▸ WHAT IS NEEDED
Return each line of the entries that holds the string "below".
BEGIN RECORDS FOR THIS EXERCISE
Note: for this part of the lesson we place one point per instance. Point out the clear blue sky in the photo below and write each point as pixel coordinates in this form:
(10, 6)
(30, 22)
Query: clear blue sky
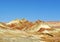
(45, 10)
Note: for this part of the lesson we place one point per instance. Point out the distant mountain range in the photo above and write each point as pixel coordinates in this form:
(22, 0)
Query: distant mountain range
(26, 25)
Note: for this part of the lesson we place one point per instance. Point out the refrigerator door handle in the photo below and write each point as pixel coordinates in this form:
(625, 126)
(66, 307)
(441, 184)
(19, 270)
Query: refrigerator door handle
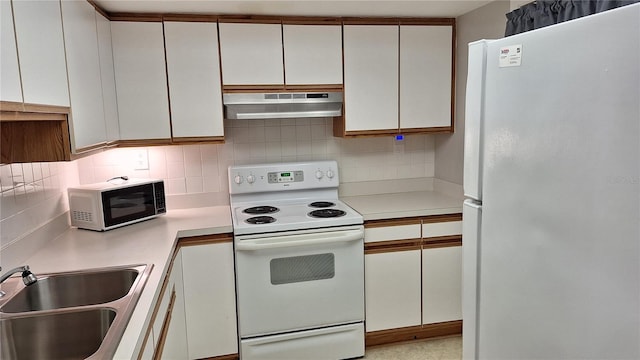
(474, 118)
(471, 230)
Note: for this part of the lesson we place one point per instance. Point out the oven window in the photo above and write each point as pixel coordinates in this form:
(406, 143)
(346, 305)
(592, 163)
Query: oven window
(302, 268)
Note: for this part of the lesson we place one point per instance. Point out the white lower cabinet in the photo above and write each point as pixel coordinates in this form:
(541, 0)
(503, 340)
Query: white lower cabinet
(195, 316)
(167, 338)
(413, 274)
(392, 290)
(441, 284)
(210, 302)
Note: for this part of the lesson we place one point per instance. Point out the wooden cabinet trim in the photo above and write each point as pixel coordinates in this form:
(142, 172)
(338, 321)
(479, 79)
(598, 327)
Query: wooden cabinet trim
(442, 241)
(199, 140)
(311, 20)
(256, 19)
(25, 111)
(157, 353)
(427, 21)
(281, 88)
(432, 130)
(379, 247)
(370, 21)
(442, 218)
(11, 106)
(223, 357)
(35, 140)
(413, 220)
(204, 240)
(137, 17)
(413, 333)
(144, 142)
(370, 224)
(190, 17)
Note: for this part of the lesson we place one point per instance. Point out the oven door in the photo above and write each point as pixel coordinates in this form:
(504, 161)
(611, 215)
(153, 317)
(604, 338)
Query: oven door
(299, 280)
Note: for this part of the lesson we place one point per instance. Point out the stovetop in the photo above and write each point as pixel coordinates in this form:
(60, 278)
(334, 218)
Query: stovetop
(287, 196)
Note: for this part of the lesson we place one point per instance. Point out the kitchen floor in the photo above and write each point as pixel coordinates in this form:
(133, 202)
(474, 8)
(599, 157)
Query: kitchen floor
(444, 348)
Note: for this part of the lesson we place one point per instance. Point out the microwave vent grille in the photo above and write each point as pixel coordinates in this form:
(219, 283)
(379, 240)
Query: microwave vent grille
(82, 216)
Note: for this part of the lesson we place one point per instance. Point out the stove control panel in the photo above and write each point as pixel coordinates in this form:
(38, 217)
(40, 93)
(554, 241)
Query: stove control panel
(283, 176)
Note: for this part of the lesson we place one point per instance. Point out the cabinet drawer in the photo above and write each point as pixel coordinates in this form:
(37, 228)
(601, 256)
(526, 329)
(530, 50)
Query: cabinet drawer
(397, 232)
(441, 229)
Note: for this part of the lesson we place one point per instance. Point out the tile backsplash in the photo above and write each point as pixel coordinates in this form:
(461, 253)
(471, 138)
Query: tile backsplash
(33, 194)
(192, 169)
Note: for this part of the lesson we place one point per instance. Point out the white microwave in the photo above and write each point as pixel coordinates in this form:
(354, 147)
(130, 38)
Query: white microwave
(108, 205)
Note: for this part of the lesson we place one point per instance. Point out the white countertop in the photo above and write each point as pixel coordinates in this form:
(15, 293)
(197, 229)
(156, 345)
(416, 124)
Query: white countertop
(404, 204)
(148, 242)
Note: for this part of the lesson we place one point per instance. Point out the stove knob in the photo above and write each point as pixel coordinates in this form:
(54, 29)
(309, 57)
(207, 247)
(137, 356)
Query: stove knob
(330, 174)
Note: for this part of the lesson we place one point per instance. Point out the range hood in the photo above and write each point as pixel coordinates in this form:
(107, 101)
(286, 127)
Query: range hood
(282, 105)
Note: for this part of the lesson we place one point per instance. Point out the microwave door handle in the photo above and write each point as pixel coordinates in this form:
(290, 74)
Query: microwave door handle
(297, 240)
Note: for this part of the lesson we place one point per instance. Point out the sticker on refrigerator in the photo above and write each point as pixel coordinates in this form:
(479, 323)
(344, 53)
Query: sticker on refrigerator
(511, 55)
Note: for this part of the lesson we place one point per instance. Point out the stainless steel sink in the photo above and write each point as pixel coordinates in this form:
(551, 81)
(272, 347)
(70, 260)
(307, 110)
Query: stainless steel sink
(70, 315)
(72, 289)
(64, 335)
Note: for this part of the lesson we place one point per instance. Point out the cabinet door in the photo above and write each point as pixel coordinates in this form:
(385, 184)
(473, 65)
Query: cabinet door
(108, 78)
(392, 290)
(441, 284)
(312, 54)
(141, 80)
(210, 301)
(86, 123)
(251, 54)
(371, 77)
(425, 76)
(43, 67)
(193, 69)
(10, 87)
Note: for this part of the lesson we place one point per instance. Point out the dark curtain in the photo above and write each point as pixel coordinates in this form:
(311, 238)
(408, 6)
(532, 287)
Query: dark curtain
(543, 13)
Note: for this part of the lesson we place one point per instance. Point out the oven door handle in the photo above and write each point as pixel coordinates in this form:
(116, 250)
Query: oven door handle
(299, 240)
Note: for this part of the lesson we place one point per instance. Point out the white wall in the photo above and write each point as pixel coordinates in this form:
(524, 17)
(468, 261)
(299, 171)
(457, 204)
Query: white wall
(487, 22)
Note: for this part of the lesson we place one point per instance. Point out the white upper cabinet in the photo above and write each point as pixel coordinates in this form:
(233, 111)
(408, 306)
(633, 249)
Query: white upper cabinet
(10, 87)
(193, 69)
(251, 54)
(38, 27)
(371, 77)
(86, 123)
(425, 76)
(141, 80)
(312, 54)
(108, 78)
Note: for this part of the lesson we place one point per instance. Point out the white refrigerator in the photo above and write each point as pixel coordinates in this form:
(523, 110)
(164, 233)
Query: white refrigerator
(551, 230)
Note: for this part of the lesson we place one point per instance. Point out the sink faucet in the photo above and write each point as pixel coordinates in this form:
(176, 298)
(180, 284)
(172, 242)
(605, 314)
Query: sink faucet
(28, 278)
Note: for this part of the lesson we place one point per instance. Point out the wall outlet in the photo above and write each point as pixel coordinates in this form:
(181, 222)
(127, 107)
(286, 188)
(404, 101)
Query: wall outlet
(398, 144)
(141, 159)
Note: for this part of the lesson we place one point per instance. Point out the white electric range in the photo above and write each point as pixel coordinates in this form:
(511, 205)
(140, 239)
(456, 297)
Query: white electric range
(299, 255)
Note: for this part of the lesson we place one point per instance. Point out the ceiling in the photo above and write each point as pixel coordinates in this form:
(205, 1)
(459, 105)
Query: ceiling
(413, 8)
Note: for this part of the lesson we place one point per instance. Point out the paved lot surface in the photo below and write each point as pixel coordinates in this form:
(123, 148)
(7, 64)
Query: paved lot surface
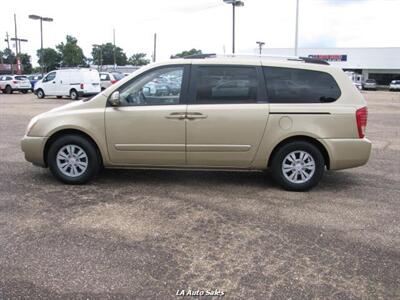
(146, 234)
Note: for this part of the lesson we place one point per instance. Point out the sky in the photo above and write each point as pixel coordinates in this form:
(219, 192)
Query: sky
(203, 24)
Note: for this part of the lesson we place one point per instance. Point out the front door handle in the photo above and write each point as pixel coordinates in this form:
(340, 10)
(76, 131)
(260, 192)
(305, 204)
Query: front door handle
(176, 115)
(195, 115)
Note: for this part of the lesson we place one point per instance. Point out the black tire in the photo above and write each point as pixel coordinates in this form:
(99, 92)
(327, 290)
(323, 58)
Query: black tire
(8, 89)
(281, 154)
(40, 94)
(93, 159)
(74, 94)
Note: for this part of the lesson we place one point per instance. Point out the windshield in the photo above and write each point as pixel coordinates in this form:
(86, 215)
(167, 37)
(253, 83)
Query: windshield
(118, 76)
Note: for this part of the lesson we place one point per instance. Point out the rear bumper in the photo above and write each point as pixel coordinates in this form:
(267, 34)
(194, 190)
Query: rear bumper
(33, 149)
(347, 153)
(87, 94)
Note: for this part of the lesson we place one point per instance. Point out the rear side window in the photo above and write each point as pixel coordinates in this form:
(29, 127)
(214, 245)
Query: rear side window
(226, 85)
(104, 77)
(288, 85)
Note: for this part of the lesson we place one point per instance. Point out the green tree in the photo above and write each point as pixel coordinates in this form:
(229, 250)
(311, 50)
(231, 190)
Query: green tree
(51, 59)
(107, 55)
(138, 59)
(71, 53)
(26, 63)
(187, 53)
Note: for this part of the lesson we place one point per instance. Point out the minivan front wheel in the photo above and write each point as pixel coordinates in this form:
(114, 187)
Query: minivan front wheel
(74, 95)
(73, 159)
(298, 166)
(40, 94)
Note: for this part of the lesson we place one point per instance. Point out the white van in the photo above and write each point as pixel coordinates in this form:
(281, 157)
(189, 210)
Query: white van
(69, 82)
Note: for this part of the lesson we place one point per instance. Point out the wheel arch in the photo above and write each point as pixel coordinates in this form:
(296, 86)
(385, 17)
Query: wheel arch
(55, 135)
(305, 138)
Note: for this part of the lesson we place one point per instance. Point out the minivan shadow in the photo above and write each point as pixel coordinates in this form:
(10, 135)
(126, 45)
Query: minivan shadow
(332, 181)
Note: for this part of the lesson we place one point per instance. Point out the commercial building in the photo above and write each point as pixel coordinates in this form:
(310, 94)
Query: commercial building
(381, 64)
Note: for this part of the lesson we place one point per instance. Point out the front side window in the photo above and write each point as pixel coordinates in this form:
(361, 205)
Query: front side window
(289, 85)
(104, 77)
(158, 87)
(226, 85)
(50, 76)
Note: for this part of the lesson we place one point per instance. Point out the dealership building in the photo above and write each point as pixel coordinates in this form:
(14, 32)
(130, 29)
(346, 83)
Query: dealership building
(381, 64)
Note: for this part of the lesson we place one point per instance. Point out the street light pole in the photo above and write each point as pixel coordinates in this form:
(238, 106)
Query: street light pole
(41, 19)
(234, 4)
(297, 28)
(260, 45)
(115, 58)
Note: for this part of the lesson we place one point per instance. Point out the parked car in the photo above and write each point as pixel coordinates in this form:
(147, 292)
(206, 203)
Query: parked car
(12, 83)
(107, 79)
(295, 117)
(369, 84)
(33, 79)
(394, 85)
(74, 83)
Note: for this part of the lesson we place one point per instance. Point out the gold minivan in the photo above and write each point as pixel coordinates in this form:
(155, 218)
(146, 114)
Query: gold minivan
(295, 116)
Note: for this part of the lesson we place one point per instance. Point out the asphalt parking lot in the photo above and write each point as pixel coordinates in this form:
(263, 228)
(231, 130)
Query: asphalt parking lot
(146, 234)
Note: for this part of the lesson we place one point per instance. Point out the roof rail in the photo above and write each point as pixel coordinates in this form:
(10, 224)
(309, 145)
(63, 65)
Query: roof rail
(256, 56)
(314, 60)
(200, 56)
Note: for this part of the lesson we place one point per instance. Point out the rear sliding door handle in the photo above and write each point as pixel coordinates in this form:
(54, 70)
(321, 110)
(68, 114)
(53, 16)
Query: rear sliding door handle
(176, 115)
(195, 115)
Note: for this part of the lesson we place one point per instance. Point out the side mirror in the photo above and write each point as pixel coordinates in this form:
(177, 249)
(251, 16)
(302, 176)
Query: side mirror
(146, 91)
(114, 99)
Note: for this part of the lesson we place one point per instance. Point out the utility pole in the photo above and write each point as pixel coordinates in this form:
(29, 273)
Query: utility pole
(260, 45)
(18, 41)
(41, 19)
(16, 34)
(16, 47)
(234, 4)
(115, 58)
(297, 28)
(155, 47)
(7, 39)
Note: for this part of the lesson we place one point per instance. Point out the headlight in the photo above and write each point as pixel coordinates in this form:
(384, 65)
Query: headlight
(31, 124)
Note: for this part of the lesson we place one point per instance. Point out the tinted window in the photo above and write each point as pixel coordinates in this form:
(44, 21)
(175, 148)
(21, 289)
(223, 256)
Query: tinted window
(50, 76)
(158, 87)
(288, 85)
(104, 77)
(222, 85)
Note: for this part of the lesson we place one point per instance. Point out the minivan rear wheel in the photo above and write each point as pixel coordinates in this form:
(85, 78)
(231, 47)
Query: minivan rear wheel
(298, 166)
(73, 159)
(74, 95)
(8, 89)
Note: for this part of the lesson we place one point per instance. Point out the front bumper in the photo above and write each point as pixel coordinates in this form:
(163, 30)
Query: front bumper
(347, 153)
(33, 148)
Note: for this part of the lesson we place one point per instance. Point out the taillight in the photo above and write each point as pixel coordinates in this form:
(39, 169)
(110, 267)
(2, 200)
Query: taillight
(361, 116)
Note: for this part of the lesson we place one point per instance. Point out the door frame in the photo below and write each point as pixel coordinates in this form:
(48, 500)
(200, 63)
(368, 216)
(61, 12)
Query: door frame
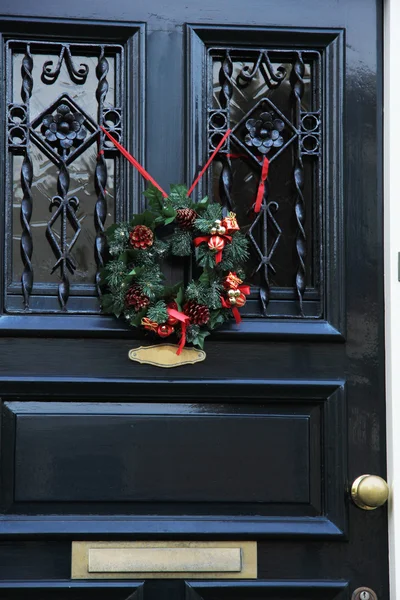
(392, 285)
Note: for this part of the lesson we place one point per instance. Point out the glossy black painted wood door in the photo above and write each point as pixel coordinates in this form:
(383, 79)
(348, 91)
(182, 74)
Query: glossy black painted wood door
(263, 439)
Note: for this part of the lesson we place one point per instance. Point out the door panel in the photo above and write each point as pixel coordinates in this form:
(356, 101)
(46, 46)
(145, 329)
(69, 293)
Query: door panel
(293, 433)
(263, 439)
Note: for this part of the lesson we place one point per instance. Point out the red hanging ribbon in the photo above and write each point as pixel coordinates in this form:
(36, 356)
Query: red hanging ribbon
(206, 238)
(134, 162)
(208, 163)
(261, 187)
(184, 320)
(245, 289)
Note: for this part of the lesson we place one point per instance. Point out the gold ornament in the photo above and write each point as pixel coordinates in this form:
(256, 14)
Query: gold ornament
(230, 223)
(232, 281)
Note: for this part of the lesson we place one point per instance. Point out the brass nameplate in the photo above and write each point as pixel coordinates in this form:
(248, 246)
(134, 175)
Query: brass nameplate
(164, 355)
(152, 560)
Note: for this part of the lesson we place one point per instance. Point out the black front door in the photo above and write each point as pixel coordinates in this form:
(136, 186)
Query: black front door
(262, 440)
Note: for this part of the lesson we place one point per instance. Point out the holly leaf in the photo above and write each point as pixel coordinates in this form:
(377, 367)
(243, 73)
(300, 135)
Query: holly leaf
(204, 277)
(217, 317)
(155, 198)
(171, 291)
(199, 339)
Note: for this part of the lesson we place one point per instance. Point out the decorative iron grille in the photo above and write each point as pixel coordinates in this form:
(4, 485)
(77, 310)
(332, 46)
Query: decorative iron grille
(61, 172)
(271, 99)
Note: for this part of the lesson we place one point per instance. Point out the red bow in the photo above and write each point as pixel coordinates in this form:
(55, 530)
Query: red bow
(261, 187)
(245, 289)
(206, 238)
(184, 319)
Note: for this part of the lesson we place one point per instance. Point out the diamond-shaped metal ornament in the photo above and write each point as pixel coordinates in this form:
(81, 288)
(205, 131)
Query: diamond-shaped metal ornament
(264, 130)
(63, 131)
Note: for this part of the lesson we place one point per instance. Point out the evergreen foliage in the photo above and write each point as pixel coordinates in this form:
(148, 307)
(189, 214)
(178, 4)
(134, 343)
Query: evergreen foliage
(139, 269)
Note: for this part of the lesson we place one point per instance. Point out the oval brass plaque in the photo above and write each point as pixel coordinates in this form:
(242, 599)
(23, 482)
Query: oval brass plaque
(165, 356)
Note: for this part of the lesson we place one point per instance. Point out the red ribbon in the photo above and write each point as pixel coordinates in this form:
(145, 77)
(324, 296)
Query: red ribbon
(245, 289)
(206, 238)
(134, 162)
(184, 320)
(208, 163)
(261, 187)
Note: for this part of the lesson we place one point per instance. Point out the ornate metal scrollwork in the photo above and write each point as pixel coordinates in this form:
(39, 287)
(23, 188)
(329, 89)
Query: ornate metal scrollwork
(78, 75)
(262, 96)
(62, 132)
END RECORDS FOR THIS EXERCISE
▸ SOLVED PROBLEM
Note: for this part of the lesson we place one point per instance. Point out the clear blue sky in the photo below and write each point as pixel coordinates in this form:
Note: for this part of the lesson we place one point per instance. Point out the refrigerator door handle in the photo below and write each point as pixel coordinates in this form:
Note: for this part of the lesson we place one point per instance. Point out the paved lot surface in the photo below and write each point as pixel coordinates in this form:
Note: for this part of the lesson we place one point per instance. Point out the door frame in the photo below and write each point as pixel coordinates in this form:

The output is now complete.